§ **Tasks**
• a. In the passage comparing musicals and opera, what kind of music accompanies "A Little Priest"?
• b. Reproduce the stretch of the records from the line containing "task: outline the agricultural field" through the line containing "125L110 118L111 114L111", character for character, with nothing else.

§ **Page extract**
━━━━━━

Meanwhile although some operas include spoken passages or speech-like sections called ‘recitatives’, they are mostly sung without any spoken dialogue.
In musicals, the text is at least as important as the music. In opera, it’s the music that people remember the most (there are of course some exceptions, don’t @ us).
For this reason, there are several musical theatre roles that prioritise strong acting and comic timing over a great singing voice. Take Mrs Lovett in Sweeney Todd, who sings pretty much in her speaking voice – with a touch of Cockney.
In an opera, however, the music comes first. So if you’re playing Mimi in La Bohéme and singing isn’t your strong point, you might be in a teensy bit of trouble…
But musical theatre scores can still be musically sophisticated. As Sondheim proves in Sweeney Todd, the silliest, most gruesome subject matter can be accompanied by the most spectacular music.
‘My Friends’ is a tender love song dedicated to Sweeney’s cut-throat razors, while ‘A Little Priest’, sung when Sweeney and Mrs Lovett first conjure their idea for a cannibal pie shop, is a jaunty three-four waltz.
Should Sweeney Todd be classed as a musical or an opera – or even an operetta, like the works of Gilbert and Sullivan? It’s generally known as a musical, yet in Sondheim’s stage show, Sweeney has an operatic baritone voice, while the actress playing Johanna Barker needs an operatic – or at least classical – voice to sing ‘Green Finch and Linnet Bird’.
Similarly, West Side Story is classed as a musical. But its composer Leonard Bernstein was a classical composer and conductor, and even Classic FM presenter John Suchet thinks ‘Maria’ should be an aria, not a ballad.
This is true. Opera singers need to project, unamplified over an orchestra, to the back of an opera house – which is why they need to warm their voices up with plenty of vibrato to help it carry.
But musical theatre singers can use microphones – which makes the hefty vibrato a bit less necessary. Instead, it’s more common for a musical theatre singer to belt or use their head voice to produce a big, emotional sound.

━━━━━━

§ **Information provided**

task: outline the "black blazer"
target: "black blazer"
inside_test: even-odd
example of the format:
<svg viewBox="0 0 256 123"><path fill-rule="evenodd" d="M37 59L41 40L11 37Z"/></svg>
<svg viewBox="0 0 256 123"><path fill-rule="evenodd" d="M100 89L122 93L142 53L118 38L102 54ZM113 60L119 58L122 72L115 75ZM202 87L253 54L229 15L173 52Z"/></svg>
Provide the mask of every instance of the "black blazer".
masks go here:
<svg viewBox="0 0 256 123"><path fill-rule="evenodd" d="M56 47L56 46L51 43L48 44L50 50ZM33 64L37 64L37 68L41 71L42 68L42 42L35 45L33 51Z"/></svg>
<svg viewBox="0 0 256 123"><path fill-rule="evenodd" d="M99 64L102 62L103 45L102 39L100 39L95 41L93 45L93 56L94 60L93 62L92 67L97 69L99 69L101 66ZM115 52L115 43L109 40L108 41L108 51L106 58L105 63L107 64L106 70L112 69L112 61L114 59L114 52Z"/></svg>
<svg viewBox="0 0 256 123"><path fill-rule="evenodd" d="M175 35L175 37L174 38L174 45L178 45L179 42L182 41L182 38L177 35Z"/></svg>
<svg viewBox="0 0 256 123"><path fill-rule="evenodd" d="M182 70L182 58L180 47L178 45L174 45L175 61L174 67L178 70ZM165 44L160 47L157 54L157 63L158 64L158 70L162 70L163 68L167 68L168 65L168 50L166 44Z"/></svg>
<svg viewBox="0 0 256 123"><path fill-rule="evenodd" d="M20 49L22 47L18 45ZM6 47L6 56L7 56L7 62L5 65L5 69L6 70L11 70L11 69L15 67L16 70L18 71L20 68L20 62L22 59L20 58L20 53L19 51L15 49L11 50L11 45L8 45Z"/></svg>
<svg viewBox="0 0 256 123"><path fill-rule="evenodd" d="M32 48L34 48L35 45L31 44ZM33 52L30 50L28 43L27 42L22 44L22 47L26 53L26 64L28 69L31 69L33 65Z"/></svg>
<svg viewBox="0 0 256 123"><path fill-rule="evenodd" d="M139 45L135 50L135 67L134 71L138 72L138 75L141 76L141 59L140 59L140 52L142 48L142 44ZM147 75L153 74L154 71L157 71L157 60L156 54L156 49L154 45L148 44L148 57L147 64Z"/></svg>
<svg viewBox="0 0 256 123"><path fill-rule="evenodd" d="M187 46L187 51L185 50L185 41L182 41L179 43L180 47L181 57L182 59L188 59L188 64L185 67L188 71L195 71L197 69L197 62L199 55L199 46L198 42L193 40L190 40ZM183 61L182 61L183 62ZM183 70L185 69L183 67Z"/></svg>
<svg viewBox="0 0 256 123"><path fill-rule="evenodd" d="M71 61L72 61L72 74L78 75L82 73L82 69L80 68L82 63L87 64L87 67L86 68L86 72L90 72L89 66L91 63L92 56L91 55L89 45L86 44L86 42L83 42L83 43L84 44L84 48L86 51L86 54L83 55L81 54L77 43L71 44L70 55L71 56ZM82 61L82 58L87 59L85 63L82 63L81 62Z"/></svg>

━━━━━━

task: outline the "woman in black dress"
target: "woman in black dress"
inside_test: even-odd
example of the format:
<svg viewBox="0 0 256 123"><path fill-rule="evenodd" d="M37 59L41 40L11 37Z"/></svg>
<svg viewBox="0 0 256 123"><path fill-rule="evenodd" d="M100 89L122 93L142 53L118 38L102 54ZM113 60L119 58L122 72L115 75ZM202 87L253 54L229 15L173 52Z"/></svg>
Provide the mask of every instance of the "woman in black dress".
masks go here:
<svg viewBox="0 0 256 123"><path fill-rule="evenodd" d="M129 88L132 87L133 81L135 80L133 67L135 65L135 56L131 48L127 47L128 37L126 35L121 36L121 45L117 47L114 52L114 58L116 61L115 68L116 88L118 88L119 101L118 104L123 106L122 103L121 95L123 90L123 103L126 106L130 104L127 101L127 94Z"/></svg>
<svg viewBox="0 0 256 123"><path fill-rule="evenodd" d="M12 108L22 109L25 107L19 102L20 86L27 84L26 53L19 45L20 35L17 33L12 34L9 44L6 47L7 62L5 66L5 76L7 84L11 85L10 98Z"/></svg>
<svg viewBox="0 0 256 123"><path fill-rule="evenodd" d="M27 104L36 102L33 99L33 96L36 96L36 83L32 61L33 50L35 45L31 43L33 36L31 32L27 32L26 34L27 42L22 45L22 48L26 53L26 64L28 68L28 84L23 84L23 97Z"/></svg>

━━━━━━

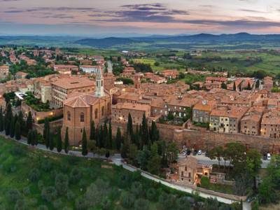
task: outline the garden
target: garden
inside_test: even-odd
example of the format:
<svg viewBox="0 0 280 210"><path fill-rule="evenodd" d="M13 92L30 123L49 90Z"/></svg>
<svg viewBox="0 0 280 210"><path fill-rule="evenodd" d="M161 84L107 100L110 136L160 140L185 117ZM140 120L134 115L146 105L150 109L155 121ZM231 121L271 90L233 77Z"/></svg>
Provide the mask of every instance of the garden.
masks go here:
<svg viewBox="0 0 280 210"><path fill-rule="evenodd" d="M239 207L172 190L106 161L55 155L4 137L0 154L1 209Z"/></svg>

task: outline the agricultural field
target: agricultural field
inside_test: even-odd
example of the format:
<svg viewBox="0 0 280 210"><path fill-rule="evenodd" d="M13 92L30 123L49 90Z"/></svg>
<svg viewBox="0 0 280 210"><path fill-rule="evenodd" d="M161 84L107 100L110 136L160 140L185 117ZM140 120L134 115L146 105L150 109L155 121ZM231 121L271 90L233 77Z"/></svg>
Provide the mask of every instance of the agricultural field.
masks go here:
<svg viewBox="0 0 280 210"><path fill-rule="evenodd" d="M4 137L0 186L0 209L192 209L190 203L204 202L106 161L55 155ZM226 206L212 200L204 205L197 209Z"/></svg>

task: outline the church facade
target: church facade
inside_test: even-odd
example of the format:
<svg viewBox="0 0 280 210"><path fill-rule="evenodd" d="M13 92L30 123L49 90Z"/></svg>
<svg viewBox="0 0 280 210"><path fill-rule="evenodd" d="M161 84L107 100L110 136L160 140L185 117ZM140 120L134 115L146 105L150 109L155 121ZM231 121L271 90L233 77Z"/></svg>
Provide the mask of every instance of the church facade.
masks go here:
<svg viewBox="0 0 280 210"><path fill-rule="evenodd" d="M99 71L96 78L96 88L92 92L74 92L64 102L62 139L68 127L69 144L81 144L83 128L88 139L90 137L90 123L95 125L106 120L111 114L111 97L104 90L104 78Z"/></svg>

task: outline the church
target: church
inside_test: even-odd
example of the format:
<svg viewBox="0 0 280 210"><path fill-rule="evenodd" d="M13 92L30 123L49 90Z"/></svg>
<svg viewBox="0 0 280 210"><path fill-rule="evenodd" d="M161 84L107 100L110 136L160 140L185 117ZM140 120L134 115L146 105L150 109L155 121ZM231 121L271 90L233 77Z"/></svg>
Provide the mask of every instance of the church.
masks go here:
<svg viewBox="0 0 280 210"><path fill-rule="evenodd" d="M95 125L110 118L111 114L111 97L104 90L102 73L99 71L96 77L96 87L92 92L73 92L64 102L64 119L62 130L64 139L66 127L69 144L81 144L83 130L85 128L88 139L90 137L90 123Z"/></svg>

━━━━━━

§ **Solutions to each task**
• a. It is a jaunty three-four waltz.

• b.
task: outline the agricultural field
target: agricultural field
inside_test: even-odd
example of the format:
<svg viewBox="0 0 280 210"><path fill-rule="evenodd" d="M13 92L30 123L49 90Z"/></svg>
<svg viewBox="0 0 280 210"><path fill-rule="evenodd" d="M161 84L107 100L110 136L160 140L185 117ZM140 120L134 115L146 105L150 109L155 121ZM231 121L271 90L233 77Z"/></svg>
Provide the mask of every instance of the agricultural field.
masks go here:
<svg viewBox="0 0 280 210"><path fill-rule="evenodd" d="M4 137L0 186L0 209L192 209L190 203L204 202L106 161L55 155ZM226 206L212 200L204 205L197 209Z"/></svg>

task: outline the church facade
target: church facade
inside_test: even-odd
example of the format:
<svg viewBox="0 0 280 210"><path fill-rule="evenodd" d="M13 92L30 123L49 90Z"/></svg>
<svg viewBox="0 0 280 210"><path fill-rule="evenodd" d="M161 84L107 100L110 136L160 140L185 117ZM140 120L134 115L146 105L150 109L155 121ZM231 121L271 90L233 77Z"/></svg>
Provide the mask of every instance of the church facade.
masks go here:
<svg viewBox="0 0 280 210"><path fill-rule="evenodd" d="M99 71L96 78L96 88L92 92L74 92L64 102L62 139L68 127L69 144L81 144L83 128L88 139L90 137L90 123L95 125L106 120L111 114L111 97L104 90L104 78Z"/></svg>

task: outline the church
target: church
inside_test: even-odd
example of the format:
<svg viewBox="0 0 280 210"><path fill-rule="evenodd" d="M13 92L30 123L49 90Z"/></svg>
<svg viewBox="0 0 280 210"><path fill-rule="evenodd" d="M161 84L107 100L110 136L160 140L185 117ZM140 120L134 115L146 105L150 109L155 121ZM231 121L271 90L233 77Z"/></svg>
Provide the mask of every instance of the church.
masks go here:
<svg viewBox="0 0 280 210"><path fill-rule="evenodd" d="M95 125L110 118L111 114L111 97L104 90L102 73L99 71L96 77L96 87L92 92L73 92L64 102L64 119L62 130L64 139L66 127L69 144L81 144L83 130L85 128L88 139L90 137L90 123Z"/></svg>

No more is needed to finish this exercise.